DIRECTION:
Which of the lines below contain the word "Return" with its case matching? Copy each of those lines in full.

[BEGIN DATASET EXCERPTS]

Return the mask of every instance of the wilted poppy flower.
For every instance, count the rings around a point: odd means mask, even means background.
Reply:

[END DATASET EXCERPTS]
[BEGIN DATASET EXCERPTS]

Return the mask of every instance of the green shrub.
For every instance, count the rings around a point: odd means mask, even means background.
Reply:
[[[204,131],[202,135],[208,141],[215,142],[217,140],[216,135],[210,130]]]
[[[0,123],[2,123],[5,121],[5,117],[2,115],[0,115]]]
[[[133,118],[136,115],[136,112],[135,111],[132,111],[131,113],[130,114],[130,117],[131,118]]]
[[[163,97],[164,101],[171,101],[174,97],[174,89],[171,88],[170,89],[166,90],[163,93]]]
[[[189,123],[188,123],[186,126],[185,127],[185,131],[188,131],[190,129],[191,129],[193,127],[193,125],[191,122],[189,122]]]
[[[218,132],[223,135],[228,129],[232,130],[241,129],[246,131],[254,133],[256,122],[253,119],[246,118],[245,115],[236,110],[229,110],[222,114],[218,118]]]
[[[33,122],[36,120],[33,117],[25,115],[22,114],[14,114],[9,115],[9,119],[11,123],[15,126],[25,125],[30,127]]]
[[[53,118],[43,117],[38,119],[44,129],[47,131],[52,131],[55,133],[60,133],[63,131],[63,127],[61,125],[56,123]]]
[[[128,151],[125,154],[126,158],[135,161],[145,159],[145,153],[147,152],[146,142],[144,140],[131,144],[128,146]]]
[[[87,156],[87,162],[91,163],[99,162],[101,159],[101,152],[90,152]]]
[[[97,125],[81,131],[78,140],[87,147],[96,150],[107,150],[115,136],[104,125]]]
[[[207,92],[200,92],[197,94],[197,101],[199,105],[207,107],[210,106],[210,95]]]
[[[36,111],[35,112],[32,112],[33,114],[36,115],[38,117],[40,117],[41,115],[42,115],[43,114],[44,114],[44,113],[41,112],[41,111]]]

[END DATASET EXCERPTS]
[BEGIN DATASET EXCERPTS]

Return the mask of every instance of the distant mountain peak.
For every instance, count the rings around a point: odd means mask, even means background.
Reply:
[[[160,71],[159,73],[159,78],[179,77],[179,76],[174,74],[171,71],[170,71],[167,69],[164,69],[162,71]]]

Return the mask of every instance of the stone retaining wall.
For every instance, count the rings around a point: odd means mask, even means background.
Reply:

[END DATASET EXCERPTS]

COMPLETE OUTPUT:
Return the mask of every instance of the wilted poppy flower.
Return the mask of every instance of the green shrub.
Return the mask of every instance of the distant mountain peak.
Return the mask of every instance of the stone retaining wall.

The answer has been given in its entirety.